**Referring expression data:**
________________________________________

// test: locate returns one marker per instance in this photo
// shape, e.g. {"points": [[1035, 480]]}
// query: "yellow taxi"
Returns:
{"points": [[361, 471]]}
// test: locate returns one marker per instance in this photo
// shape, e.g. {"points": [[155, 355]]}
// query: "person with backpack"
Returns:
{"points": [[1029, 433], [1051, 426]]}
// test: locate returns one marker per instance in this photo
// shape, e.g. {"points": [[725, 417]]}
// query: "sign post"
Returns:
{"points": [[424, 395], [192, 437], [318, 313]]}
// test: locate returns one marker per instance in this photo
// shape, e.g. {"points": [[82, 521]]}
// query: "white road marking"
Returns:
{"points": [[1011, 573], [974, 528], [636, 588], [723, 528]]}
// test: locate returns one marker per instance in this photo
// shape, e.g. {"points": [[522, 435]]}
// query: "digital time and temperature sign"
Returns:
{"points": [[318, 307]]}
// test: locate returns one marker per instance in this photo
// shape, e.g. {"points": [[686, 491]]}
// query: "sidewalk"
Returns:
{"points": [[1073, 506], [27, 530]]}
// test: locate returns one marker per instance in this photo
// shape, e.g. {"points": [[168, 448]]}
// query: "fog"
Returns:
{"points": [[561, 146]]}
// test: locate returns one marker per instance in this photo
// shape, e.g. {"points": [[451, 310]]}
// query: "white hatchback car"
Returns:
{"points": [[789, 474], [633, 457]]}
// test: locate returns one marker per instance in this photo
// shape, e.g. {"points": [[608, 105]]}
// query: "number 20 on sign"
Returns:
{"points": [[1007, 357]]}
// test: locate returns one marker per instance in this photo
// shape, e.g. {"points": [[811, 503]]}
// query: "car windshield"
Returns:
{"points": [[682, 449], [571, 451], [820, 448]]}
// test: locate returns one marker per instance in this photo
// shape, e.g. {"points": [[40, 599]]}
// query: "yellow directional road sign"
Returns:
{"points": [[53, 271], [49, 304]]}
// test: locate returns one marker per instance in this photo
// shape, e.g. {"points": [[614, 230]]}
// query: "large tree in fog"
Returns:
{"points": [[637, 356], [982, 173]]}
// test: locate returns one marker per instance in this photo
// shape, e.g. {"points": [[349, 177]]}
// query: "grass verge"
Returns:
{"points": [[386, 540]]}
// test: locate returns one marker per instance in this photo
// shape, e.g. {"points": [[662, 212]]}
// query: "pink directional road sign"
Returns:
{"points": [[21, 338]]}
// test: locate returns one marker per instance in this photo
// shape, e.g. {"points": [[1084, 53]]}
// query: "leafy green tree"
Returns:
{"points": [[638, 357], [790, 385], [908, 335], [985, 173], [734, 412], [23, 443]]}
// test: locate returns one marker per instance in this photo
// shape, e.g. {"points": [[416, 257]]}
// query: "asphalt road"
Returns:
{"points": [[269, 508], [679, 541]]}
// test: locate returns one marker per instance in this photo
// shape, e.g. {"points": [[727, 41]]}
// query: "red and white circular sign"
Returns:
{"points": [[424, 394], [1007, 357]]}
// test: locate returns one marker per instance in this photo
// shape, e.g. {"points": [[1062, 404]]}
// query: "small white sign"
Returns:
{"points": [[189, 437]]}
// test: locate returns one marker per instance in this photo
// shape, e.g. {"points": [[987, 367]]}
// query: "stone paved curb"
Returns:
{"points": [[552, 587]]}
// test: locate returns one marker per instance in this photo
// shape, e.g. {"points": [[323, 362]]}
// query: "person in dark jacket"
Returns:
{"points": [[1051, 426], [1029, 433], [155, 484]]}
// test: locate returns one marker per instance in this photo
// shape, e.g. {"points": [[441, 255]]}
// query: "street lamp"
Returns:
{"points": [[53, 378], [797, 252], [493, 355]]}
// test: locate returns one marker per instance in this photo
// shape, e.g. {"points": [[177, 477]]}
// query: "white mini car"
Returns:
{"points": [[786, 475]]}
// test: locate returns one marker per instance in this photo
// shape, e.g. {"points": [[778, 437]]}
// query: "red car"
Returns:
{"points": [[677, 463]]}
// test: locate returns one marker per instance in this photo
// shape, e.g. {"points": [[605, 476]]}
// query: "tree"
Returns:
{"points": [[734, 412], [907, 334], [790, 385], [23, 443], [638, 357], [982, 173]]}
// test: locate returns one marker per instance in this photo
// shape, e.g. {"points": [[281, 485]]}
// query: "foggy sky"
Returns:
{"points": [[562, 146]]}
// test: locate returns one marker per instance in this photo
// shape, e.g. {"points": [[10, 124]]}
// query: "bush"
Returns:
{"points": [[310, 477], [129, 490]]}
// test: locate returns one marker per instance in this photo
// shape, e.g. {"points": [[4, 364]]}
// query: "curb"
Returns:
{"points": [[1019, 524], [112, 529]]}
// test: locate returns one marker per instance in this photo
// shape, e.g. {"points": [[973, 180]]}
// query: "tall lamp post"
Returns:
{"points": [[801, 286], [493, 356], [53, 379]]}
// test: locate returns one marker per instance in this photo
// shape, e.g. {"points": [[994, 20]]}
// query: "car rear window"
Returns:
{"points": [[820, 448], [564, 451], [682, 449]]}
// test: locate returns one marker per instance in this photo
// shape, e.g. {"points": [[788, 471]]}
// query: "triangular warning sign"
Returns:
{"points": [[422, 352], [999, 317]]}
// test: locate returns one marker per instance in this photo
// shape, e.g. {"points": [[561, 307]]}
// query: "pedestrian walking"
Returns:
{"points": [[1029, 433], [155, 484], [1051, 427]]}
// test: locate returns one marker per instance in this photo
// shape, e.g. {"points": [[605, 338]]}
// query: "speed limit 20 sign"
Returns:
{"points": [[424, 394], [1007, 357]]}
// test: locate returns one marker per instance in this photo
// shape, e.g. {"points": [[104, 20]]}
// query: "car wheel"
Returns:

________________________________________

**YOUR ASSIGNMENT:** Copy out the entries above without altering a single character.

**EXPECTED ANSWER:**
// test: locate returns one marker per instance in this photo
// shape, e.g. {"points": [[1035, 480]]}
// query: "yellow taxi"
Returns:
{"points": [[361, 471]]}
// test: locate returns one marker per instance in this photo
// shape, e.g. {"points": [[155, 355]]}
// query: "person with backpack"
Returns:
{"points": [[1029, 433], [1051, 426]]}
// test: locate returns one marker per instance in this photo
// shape, e.g. {"points": [[725, 417]]}
// query: "sign post"
Returns:
{"points": [[424, 395], [192, 437], [318, 313]]}
// test: locate returns one marker per instance in this photo
// shape, e.g. {"points": [[82, 521]]}
// query: "white road marking"
Returns:
{"points": [[1011, 573], [974, 528], [636, 588], [723, 528]]}
// test: locate returns one marker per instance in this photo
// shape, e.g. {"points": [[522, 435]]}
// query: "digital time and temperature sign"
Returns:
{"points": [[318, 307]]}
// test: locate returns one marker per instance in this photo
// shape, e.g. {"points": [[686, 491]]}
// query: "sidewalk"
Returns:
{"points": [[1073, 506], [27, 530]]}
// test: locate returns one marker per instance in this photo
// shape, e.g. {"points": [[168, 448]]}
// query: "fog"
Returns:
{"points": [[561, 146]]}
// test: locate returns one marker per instance in this photo
// shape, e.g. {"points": [[451, 310]]}
// query: "white hatchback car"
Returns:
{"points": [[789, 474], [633, 457]]}
// test: locate returns one marker per instance in this photo
// shape, e.g. {"points": [[608, 105]]}
// query: "number 20 on sign"
Returns:
{"points": [[1007, 357]]}
// test: locate returns one marker per instance in this photo
// shape, e.g. {"points": [[811, 503]]}
// query: "car windshield"
Returns:
{"points": [[682, 449], [571, 451], [820, 448]]}
// test: locate returns one marker per instance in this photo
// shape, e.g. {"points": [[40, 599]]}
// query: "yellow directional road sign"
Returns:
{"points": [[53, 271], [49, 304]]}
// test: locate returns one marker per instance in this photo
// shape, e.g. {"points": [[614, 230]]}
// query: "large tree in fog"
Returns:
{"points": [[637, 356], [982, 173]]}
// test: locate returns one marker per instance in this photo
// shape, e.g. {"points": [[349, 177]]}
// query: "grass verge"
Returns:
{"points": [[386, 540]]}
// test: locate returns one marker per instance in this photo
// shape, e.g. {"points": [[662, 212]]}
// query: "pink directional road sign"
Returns:
{"points": [[21, 338]]}
// test: locate returns one marker per instance in this photo
// shape, e.g. {"points": [[1084, 53]]}
// query: "leafy green tree"
Returns:
{"points": [[638, 357], [790, 385], [908, 335], [985, 173], [734, 412], [23, 443]]}
// test: locate returns one marker per instance in this photo
// shape, e.g. {"points": [[416, 257]]}
// query: "asphalt road"
Returns:
{"points": [[269, 508], [679, 541]]}
// test: locate returns one marker per instance in this photo
// shape, e.g. {"points": [[727, 41]]}
// query: "red and white circular sign"
Returns:
{"points": [[424, 394], [1007, 357]]}
// test: locate returns one marker per instance in this photo
// shape, e.g. {"points": [[1062, 404]]}
// query: "small white sign"
Returns:
{"points": [[189, 437]]}
// test: locate returns one marker per instance in this photo
// shape, e.g. {"points": [[987, 367]]}
// query: "stone paved curb"
Returns:
{"points": [[552, 587]]}
// test: locate returns one marker per instance in this photo
// shape, e.g. {"points": [[323, 362]]}
// query: "person in dark jacket"
Returns:
{"points": [[1051, 426], [1029, 433], [155, 484]]}
// test: locate returns one marker per instance in this photo
// shape, e.g. {"points": [[441, 255]]}
// query: "street lamp"
Returns:
{"points": [[53, 378], [797, 252], [493, 355]]}
// test: locate returns one marker per instance in this photo
// shape, e.g. {"points": [[177, 477]]}
// query: "white mini car"
Returns:
{"points": [[786, 475]]}
// test: locate returns one marker per instance in this photo
// shape, e.g. {"points": [[778, 437]]}
// query: "red car"
Returns:
{"points": [[677, 463]]}
// test: locate returns one marker per instance in this photo
// shape, e.g. {"points": [[605, 476]]}
// query: "tree"
Returns:
{"points": [[734, 412], [907, 334], [790, 385], [23, 443], [638, 357], [982, 173]]}
// test: locate returns one marker per instance in this photo
// shape, e.g. {"points": [[281, 485]]}
// query: "foggy sky"
Returns:
{"points": [[562, 146]]}
// test: locate returns one marker per instance in this photo
// shape, e.g. {"points": [[10, 124]]}
// query: "bush"
Returns:
{"points": [[310, 477], [129, 490]]}
// test: locate returns one marker per instance in this photo
// shape, e.g. {"points": [[4, 364]]}
// query: "curb"
Returns:
{"points": [[1019, 524], [112, 529]]}
// test: locate returns one marker per instance in this photo
// shape, e.g. {"points": [[973, 180]]}
// query: "tall lamp post"
Returns:
{"points": [[801, 286], [493, 356], [53, 379]]}
// test: locate returns one marker per instance in this photo
// shape, e.g. {"points": [[994, 20]]}
// query: "car rear window"
Returns:
{"points": [[820, 448], [564, 451], [682, 449]]}
// test: locate returns one marker per instance in this photo
// shape, e.g. {"points": [[788, 471]]}
// query: "triangular warning sign"
Returns:
{"points": [[422, 352], [999, 317]]}
// test: locate returns one marker per instance in this photo
// shape, e.g. {"points": [[561, 307]]}
// query: "pedestrian walking"
Returns:
{"points": [[1029, 433], [155, 484], [1051, 427]]}
// test: locate returns one marker per instance in this photo
// shape, e.g. {"points": [[605, 338]]}
// query: "speed limit 20 sign"
Returns:
{"points": [[424, 394], [1007, 357]]}
// test: locate returns one marker per instance in this photo
// shape, e.g. {"points": [[104, 20]]}
// query: "car wheel"
Returns:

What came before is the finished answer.